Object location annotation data
####

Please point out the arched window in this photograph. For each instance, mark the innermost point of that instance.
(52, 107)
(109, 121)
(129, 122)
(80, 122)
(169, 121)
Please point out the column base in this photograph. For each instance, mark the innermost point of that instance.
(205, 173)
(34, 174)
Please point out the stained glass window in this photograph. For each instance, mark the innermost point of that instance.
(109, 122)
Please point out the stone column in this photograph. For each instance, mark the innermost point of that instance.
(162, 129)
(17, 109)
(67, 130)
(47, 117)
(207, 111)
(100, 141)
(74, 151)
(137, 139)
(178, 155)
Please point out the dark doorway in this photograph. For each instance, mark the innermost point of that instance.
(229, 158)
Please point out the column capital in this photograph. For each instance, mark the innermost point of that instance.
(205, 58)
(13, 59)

####

EXERCISE AIM: Write out all of the data above word for word, keeping every line unchanged.

WORKED ANSWER:
Please point out the arched window in this photograph. For each instance, mark the innermost point of that instance.
(52, 107)
(109, 121)
(129, 122)
(80, 122)
(169, 121)
Please point out the column base in this photograph. For each instance, mark the innermost point of that instance.
(205, 173)
(34, 174)
Please point out the stained glass window in this photograph. For each instance, mark the innermost point of that instance.
(109, 122)
Please point out the stone column in this photograph. For each instance, mark the innermost point of that instance.
(162, 129)
(17, 109)
(67, 130)
(47, 117)
(207, 111)
(100, 141)
(74, 151)
(137, 139)
(178, 155)
Please point out the dark doorway in this photograph. For each instance, mark the innermost point of that instance.
(229, 158)
Please point out the column capital in this photograph. For each instance, mark the innermost point of that instance.
(205, 58)
(13, 59)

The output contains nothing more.